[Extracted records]
☆ ☆ ☆
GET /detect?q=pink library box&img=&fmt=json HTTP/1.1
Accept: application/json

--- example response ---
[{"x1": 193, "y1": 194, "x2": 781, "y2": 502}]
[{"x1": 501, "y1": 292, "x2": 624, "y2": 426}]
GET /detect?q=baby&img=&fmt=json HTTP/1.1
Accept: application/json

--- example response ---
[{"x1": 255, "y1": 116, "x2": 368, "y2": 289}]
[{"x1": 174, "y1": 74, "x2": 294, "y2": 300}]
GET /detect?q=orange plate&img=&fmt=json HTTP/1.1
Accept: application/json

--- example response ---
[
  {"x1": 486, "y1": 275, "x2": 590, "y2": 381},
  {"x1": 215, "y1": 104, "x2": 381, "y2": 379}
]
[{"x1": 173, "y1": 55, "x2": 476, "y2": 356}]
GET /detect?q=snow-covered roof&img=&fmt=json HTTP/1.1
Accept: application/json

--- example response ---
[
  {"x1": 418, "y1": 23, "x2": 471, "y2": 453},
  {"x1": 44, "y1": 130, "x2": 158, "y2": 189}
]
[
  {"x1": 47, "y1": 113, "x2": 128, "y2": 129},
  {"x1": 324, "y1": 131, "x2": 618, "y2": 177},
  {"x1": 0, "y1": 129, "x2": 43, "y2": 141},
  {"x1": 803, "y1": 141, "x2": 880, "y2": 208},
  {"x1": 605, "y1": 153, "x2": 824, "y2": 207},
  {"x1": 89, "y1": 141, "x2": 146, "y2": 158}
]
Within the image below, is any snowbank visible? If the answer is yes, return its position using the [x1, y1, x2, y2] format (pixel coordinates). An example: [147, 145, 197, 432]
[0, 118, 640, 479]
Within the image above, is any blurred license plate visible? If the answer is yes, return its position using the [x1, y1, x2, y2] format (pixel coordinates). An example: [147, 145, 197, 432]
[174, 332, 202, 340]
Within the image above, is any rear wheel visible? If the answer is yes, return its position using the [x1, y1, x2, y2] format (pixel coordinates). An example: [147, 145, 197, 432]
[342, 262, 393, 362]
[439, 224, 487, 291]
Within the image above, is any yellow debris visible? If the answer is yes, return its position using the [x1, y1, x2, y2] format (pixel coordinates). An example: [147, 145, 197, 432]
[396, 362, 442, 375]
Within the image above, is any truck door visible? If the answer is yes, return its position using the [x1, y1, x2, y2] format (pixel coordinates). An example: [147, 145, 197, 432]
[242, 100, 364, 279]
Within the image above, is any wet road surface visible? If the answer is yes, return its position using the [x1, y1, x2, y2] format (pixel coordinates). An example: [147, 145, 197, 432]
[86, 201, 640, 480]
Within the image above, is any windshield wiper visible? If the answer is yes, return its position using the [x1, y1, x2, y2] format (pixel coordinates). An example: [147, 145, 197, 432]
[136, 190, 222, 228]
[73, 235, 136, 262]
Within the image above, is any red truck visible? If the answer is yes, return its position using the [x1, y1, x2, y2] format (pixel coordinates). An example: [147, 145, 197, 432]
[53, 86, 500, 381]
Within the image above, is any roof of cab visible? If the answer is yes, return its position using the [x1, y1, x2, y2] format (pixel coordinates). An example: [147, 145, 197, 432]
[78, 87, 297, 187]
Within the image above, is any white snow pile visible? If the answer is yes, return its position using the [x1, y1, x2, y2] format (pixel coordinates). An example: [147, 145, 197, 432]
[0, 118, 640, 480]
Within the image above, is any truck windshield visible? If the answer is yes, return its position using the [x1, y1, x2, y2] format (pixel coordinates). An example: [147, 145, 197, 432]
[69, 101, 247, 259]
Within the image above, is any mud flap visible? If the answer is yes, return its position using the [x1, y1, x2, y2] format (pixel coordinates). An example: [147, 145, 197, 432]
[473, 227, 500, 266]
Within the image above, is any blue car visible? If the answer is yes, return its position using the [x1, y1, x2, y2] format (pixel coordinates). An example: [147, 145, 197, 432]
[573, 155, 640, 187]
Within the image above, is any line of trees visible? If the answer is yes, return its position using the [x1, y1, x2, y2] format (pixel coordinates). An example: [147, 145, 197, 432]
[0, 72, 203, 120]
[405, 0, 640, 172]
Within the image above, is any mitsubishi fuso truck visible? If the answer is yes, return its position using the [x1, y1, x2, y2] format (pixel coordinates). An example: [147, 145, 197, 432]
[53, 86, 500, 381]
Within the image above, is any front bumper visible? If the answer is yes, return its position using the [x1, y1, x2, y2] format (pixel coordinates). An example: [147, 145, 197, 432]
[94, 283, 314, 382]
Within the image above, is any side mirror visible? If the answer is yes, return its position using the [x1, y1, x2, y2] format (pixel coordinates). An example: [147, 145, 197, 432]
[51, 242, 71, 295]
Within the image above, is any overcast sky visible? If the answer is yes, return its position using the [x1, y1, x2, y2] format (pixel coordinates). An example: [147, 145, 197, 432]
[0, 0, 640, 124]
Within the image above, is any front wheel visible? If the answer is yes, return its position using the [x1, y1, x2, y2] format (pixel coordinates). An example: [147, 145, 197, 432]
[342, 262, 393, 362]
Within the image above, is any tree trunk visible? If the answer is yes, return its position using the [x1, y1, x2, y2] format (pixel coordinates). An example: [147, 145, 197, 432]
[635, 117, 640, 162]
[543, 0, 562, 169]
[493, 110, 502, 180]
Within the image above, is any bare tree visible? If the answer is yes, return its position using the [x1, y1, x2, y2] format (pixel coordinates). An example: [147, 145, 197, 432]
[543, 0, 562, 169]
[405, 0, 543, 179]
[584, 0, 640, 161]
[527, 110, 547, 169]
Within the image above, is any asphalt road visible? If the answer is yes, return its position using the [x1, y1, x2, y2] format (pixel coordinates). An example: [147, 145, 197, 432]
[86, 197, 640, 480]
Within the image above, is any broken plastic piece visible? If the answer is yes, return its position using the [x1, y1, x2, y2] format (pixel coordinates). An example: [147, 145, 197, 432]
☆ ☆ ☆
**EXERCISE**
Change every "pixel coordinates" in the records to "pixel positions" and leave all other text unchanged.

**FINAL RESULT**
GET /detect?q=pink library box&img=&fmt=json HTTP/1.1
Accept: application/json

--- example response ---
[{"x1": 193, "y1": 194, "x2": 781, "y2": 502}]
[{"x1": 501, "y1": 292, "x2": 624, "y2": 426}]
GET /detect?q=baby&img=&fmt=json HTTP/1.1
Accept: application/json

--- example response ---
[{"x1": 255, "y1": 116, "x2": 368, "y2": 289}]
[{"x1": 174, "y1": 74, "x2": 294, "y2": 300}]
GET /detect?q=orange plate&img=&fmt=json HTTP/1.1
Accept: application/json

--- example response ---
[
  {"x1": 486, "y1": 275, "x2": 590, "y2": 381},
  {"x1": 215, "y1": 104, "x2": 381, "y2": 379}
]
[{"x1": 173, "y1": 55, "x2": 476, "y2": 356}]
GET /detect?q=snow-covered roof&img=&fmt=json HTTP/1.1
Accept: application/json

--- example response ---
[
  {"x1": 418, "y1": 23, "x2": 471, "y2": 453},
  {"x1": 44, "y1": 130, "x2": 158, "y2": 189}
]
[
  {"x1": 47, "y1": 113, "x2": 128, "y2": 129},
  {"x1": 324, "y1": 131, "x2": 618, "y2": 177},
  {"x1": 0, "y1": 129, "x2": 43, "y2": 141},
  {"x1": 803, "y1": 141, "x2": 880, "y2": 208},
  {"x1": 605, "y1": 153, "x2": 824, "y2": 207},
  {"x1": 89, "y1": 141, "x2": 146, "y2": 158}
]
Within the image below, is any snowbank visible? If the answer is yes, return its position using the [x1, y1, x2, y2] format (pixel positions). An example: [147, 145, 197, 432]
[0, 118, 640, 479]
Within the image above, is any blurred license plate visible? If the answer is yes, return its position using the [x1, y1, x2, y2] format (pixel positions). An example: [147, 145, 197, 432]
[174, 332, 202, 340]
Within the image above, is any rear wheel visible? If the answer is yes, return its position using the [x1, y1, x2, y2] format (pixel positions). An example: [147, 145, 197, 432]
[342, 262, 393, 362]
[439, 224, 487, 291]
Within the image above, is any yellow debris visible? If the answer is yes, return its position using the [x1, y1, x2, y2] format (pixel positions). An example: [147, 145, 197, 432]
[396, 362, 442, 375]
Within the image above, is any truck door visible? If the answer is yes, return its position using the [x1, y1, x2, y2] format (pixel positions). An example: [147, 145, 197, 432]
[242, 100, 364, 279]
Within the image above, is any wet road surface visible? If the answer is yes, return its position using the [x1, y1, x2, y2] format (pixel positions). An example: [147, 145, 197, 432]
[86, 201, 640, 480]
Within the image above, is any windshield wiper visible? If the answer is yes, return its position using the [x1, y1, x2, y2] format (pixel positions). An example: [147, 145, 197, 432]
[136, 190, 222, 228]
[73, 235, 136, 262]
Within the image above, is any red truck visible? If the answer is yes, return its position using the [x1, y1, x2, y2] format (pixel positions). An example: [147, 145, 197, 432]
[53, 86, 500, 381]
Within the image above, is any roof of cab visible? If the answer is yes, return its position using the [x1, y1, x2, y2] format (pixel positions). An example: [147, 145, 197, 432]
[78, 87, 297, 187]
Within the image above, is any white snow pile visible? If the answer is yes, return its position using the [x1, y1, x2, y2] format (pixel positions). An example: [147, 145, 197, 432]
[0, 118, 640, 480]
Within the image above, is any truck windshield visible? If the answer is yes, return its position using the [x1, y1, x2, y2] format (pixel positions). An example: [147, 145, 197, 432]
[69, 101, 247, 259]
Within the image above, is any mud flap visible? If the answer is yes, return its position using the [x1, y1, x2, y2] format (pixel positions). An example: [147, 145, 197, 432]
[473, 227, 500, 266]
Within the image above, is any blue car visible? If the answer is yes, return its position using the [x1, y1, x2, y2] format (pixel positions). An example: [147, 145, 197, 432]
[573, 155, 640, 187]
Within the image above, is any line of trees visible? If the answer is yes, return its position using the [x1, y1, x2, y2] format (pixel positions). An example: [147, 145, 197, 432]
[0, 72, 203, 120]
[405, 0, 640, 172]
Within the image above, is any mitsubishi fuso truck visible? If the answer is yes, return its position using the [x1, y1, x2, y2] format (pixel positions). An example: [147, 145, 197, 432]
[53, 86, 500, 381]
Within the image above, is any front bumper visible? If the answer is yes, return its position using the [x1, y1, x2, y2] format (pixel positions). An example: [147, 145, 197, 432]
[94, 283, 314, 382]
Within the image above, is any side mirror visible? If the answer is yes, return its position using the [x1, y1, x2, y2] format (pixel positions). An example: [147, 145, 197, 432]
[51, 242, 71, 295]
Within the image above, is any overcast sky visible? If the answer is yes, return its position using the [x1, y1, x2, y2] format (pixel positions). An example: [147, 145, 197, 432]
[0, 0, 640, 124]
Within the image above, is any front wheel visible? If the answer is yes, return its position using the [x1, y1, x2, y2] format (pixel positions). An example: [147, 145, 197, 432]
[342, 262, 393, 362]
Within the image above, is any tree trunk visible? If the answer is yes, return its position using the [x1, y1, x2, y2] format (pixel positions). An example: [147, 145, 197, 432]
[635, 117, 640, 162]
[543, 0, 562, 169]
[493, 110, 502, 180]
Within the image above, is any bare tree visible? If the answer is yes, return its position using the [x1, y1, x2, y2] format (pixel positions). An example: [147, 145, 197, 432]
[543, 0, 562, 169]
[405, 0, 543, 179]
[584, 0, 640, 161]
[527, 110, 547, 169]
Within the image above, is any asphalt road visible? If the answer is yes, return its position using the [x1, y1, x2, y2] format (pixel positions). An example: [147, 145, 197, 432]
[86, 197, 640, 480]
Within the image above, is any broken plastic piece visible? If the answer is yes, return its position using the [x1, y1, x2, y2] format (pixel positions). An example: [147, 145, 197, 432]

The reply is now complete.